Prompt: Return, unchanged, the material from the line containing "Pick out the flower" through the line containing "(1157, 625)", including both of those lines.

Information supplied:
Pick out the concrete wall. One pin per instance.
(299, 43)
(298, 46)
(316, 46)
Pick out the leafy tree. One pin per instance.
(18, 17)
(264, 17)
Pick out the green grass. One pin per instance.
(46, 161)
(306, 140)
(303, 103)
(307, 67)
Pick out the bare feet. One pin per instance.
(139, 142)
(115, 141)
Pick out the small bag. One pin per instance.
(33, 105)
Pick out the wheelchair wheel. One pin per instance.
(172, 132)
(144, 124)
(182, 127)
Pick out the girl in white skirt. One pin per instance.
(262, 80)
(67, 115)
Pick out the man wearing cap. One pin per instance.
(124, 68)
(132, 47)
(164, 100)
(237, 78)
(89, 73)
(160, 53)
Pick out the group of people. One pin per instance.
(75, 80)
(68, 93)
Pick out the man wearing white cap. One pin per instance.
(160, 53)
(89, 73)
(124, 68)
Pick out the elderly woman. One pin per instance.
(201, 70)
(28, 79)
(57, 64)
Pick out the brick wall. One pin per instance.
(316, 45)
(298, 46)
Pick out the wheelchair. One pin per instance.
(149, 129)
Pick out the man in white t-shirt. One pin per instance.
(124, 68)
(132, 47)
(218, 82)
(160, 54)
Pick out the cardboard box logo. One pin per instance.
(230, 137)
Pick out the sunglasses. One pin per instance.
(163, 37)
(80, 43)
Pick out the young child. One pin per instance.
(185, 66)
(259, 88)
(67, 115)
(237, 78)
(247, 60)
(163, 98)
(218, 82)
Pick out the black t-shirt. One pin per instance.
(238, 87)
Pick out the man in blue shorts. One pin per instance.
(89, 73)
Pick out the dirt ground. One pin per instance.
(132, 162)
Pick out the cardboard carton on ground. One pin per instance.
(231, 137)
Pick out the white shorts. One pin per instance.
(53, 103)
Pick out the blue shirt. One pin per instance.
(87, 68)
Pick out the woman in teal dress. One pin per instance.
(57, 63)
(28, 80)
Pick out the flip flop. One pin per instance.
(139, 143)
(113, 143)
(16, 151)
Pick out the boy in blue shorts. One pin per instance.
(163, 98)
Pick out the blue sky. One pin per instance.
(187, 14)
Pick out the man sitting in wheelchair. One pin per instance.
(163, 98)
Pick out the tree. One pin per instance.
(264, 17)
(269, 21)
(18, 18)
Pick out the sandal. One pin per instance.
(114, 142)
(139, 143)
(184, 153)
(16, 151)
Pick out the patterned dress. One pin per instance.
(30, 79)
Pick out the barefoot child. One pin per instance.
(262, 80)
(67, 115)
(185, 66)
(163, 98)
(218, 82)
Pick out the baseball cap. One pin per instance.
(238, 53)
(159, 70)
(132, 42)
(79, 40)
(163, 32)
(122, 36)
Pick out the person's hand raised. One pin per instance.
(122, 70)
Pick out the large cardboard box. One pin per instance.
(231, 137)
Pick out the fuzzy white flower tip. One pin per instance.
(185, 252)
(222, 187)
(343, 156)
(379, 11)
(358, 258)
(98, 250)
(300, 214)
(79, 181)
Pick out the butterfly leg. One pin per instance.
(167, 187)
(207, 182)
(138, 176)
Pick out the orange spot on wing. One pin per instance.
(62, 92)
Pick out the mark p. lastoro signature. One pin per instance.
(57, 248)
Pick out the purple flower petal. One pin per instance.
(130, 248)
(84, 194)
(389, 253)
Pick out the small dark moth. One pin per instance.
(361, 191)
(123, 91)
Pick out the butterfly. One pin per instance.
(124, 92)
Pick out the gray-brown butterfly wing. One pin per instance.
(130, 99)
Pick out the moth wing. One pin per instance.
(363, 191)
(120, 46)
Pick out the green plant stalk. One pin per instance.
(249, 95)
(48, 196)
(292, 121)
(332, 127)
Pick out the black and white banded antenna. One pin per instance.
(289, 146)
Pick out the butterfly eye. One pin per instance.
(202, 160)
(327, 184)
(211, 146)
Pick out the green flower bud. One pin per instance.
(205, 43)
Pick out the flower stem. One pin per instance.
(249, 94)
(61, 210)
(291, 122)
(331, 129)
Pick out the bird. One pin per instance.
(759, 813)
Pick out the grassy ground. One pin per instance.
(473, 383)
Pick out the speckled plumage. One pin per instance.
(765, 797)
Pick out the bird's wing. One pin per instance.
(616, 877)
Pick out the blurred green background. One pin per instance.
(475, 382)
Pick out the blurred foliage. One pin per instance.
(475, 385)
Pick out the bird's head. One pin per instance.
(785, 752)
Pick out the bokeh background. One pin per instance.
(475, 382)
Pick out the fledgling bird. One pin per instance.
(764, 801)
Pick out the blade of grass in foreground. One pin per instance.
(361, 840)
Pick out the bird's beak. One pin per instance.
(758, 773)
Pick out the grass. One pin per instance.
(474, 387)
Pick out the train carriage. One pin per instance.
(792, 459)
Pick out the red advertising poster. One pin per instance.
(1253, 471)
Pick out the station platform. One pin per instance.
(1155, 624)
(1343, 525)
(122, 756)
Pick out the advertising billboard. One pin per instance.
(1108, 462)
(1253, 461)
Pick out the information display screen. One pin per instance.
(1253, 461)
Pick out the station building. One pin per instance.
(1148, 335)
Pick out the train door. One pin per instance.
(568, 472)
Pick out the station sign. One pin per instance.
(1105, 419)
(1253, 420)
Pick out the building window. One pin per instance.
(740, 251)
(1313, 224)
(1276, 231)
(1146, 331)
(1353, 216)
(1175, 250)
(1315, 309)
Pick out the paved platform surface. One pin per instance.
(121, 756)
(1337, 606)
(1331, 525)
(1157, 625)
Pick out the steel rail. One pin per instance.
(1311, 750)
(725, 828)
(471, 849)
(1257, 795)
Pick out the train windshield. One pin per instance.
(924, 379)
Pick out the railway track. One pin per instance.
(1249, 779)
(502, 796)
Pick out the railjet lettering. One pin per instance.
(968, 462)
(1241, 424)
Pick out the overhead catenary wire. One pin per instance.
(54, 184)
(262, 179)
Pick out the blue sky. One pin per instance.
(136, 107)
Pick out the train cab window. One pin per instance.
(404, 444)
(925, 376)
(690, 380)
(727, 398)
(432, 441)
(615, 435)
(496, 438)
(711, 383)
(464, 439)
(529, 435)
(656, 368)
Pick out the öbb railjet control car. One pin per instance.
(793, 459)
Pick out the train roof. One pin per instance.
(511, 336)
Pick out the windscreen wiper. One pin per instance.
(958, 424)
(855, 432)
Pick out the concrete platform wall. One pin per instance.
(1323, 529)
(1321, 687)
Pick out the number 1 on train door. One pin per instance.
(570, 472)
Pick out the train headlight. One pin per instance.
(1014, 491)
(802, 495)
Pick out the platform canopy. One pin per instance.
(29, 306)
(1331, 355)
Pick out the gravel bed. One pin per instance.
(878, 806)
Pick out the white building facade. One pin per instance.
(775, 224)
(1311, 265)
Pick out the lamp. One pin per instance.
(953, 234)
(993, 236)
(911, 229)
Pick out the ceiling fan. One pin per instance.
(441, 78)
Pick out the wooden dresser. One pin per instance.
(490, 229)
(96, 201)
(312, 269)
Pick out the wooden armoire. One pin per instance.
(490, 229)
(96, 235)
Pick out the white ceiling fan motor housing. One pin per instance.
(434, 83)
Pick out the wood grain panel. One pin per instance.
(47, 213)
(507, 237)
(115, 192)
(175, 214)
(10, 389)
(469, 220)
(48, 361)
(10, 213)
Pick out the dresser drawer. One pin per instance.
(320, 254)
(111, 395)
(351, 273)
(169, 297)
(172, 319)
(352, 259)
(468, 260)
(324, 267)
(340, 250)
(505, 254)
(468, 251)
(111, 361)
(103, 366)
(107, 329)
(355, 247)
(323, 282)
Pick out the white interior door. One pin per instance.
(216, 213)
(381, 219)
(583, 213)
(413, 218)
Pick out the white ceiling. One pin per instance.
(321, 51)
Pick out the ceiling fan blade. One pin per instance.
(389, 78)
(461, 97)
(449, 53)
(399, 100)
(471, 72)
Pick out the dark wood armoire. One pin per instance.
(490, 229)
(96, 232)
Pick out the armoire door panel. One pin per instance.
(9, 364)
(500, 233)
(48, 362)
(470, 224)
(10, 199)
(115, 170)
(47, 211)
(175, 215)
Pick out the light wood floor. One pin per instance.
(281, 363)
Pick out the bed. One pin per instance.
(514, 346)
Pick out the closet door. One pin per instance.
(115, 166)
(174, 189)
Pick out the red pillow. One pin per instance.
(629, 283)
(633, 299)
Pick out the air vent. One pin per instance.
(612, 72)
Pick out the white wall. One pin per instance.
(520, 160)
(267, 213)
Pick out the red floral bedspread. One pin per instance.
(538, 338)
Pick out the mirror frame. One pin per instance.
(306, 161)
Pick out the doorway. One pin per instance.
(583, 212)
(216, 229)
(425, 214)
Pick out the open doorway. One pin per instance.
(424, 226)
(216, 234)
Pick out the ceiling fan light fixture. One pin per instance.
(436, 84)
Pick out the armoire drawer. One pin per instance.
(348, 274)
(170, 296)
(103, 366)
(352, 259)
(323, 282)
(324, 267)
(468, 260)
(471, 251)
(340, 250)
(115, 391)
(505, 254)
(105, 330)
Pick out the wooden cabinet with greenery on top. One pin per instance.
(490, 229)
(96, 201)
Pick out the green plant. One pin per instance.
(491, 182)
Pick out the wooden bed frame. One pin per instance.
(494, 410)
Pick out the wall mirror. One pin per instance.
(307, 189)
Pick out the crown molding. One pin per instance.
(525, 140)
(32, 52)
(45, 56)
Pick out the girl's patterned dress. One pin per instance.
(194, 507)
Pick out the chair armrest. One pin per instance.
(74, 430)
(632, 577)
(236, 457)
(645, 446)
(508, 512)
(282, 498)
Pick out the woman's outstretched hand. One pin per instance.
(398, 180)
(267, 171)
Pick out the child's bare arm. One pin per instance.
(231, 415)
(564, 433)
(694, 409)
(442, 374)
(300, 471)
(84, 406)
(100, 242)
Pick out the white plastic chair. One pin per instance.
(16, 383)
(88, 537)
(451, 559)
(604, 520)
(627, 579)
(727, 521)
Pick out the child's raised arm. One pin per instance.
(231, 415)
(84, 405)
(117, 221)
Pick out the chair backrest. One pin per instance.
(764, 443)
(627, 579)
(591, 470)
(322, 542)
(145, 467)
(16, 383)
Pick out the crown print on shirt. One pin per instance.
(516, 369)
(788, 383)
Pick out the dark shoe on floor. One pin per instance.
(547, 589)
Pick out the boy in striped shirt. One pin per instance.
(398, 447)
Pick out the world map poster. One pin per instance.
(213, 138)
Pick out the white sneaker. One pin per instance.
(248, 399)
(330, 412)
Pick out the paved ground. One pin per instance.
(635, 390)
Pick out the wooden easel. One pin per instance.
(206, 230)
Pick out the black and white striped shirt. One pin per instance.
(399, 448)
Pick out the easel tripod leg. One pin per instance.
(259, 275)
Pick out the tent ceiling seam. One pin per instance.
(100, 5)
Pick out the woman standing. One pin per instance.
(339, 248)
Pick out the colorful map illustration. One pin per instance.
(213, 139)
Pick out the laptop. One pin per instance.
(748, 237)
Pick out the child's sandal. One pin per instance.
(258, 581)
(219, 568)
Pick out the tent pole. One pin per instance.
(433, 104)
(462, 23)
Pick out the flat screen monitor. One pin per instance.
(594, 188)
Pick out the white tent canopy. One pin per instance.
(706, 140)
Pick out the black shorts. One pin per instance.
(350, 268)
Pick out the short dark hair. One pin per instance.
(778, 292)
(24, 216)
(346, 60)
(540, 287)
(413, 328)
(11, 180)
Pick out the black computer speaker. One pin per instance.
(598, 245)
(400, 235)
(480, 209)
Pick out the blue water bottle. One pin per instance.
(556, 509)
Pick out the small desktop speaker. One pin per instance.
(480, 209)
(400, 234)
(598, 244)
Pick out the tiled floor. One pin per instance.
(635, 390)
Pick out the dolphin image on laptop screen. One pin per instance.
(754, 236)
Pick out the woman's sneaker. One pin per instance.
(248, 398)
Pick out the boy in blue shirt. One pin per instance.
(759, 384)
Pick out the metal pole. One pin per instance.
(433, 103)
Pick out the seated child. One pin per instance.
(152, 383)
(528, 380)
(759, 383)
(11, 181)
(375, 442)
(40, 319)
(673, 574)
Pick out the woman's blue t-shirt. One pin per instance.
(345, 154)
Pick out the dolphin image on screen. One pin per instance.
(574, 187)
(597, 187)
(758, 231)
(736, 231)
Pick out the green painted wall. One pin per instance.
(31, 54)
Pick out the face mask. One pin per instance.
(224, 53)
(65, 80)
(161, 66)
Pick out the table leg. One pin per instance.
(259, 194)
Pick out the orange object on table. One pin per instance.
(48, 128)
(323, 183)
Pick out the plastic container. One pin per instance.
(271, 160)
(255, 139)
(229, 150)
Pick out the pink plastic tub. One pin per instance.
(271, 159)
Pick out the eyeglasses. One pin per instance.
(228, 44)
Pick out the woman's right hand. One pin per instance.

Expected output:
Pick out the flower stem. One pin per instance.
(249, 94)
(61, 210)
(291, 122)
(331, 129)
Pick out the bird. One pin per instance.
(759, 813)
Pick out the grassy ground. One pin per instance.
(473, 383)
Pick out the speckled plumage. One pin per instance.
(765, 797)
Pick out the bird's wing. One pin per instance.
(616, 877)
Pick out the blurred green background. One pin per instance.
(475, 382)
Pick out the blurred foliage. One pin per instance.
(475, 385)
Pick out the bird's head. One pin per instance.
(785, 752)
Pick out the bokeh background. One pin per instance.
(475, 382)
Pick out the fledgling bird. One pin per instance.
(764, 801)
Pick out the blade of grass in foreground. One pin per instance.
(361, 840)
Pick out the bird's beak. One pin per instance.
(758, 773)
Pick out the grass. One pin per instance.
(474, 387)
Pick out the train carriage. One pin per instance.
(792, 459)
Pick out the red advertising poster. One pin per instance.
(1253, 471)
Pick out the station platform. One pin per instance.
(1155, 624)
(1343, 525)
(122, 756)
Pick out the advertising billboard. One pin per instance.
(1108, 462)
(1253, 461)
Pick out the information display screen. One pin per instance.
(1253, 461)
Pick out the station building. One pin per instance.
(1148, 335)
Pick out the train door. One pin per instance.
(568, 472)
Pick out the station sign. One pin per instance.
(1105, 419)
(1253, 420)
Pick out the building window. One pin per instance.
(740, 251)
(1313, 224)
(1276, 231)
(1146, 331)
(1353, 216)
(1175, 250)
(1315, 309)
Pick out the paved platform surface. One pin per instance.
(121, 756)
(1337, 606)
(1331, 525)
(1157, 625)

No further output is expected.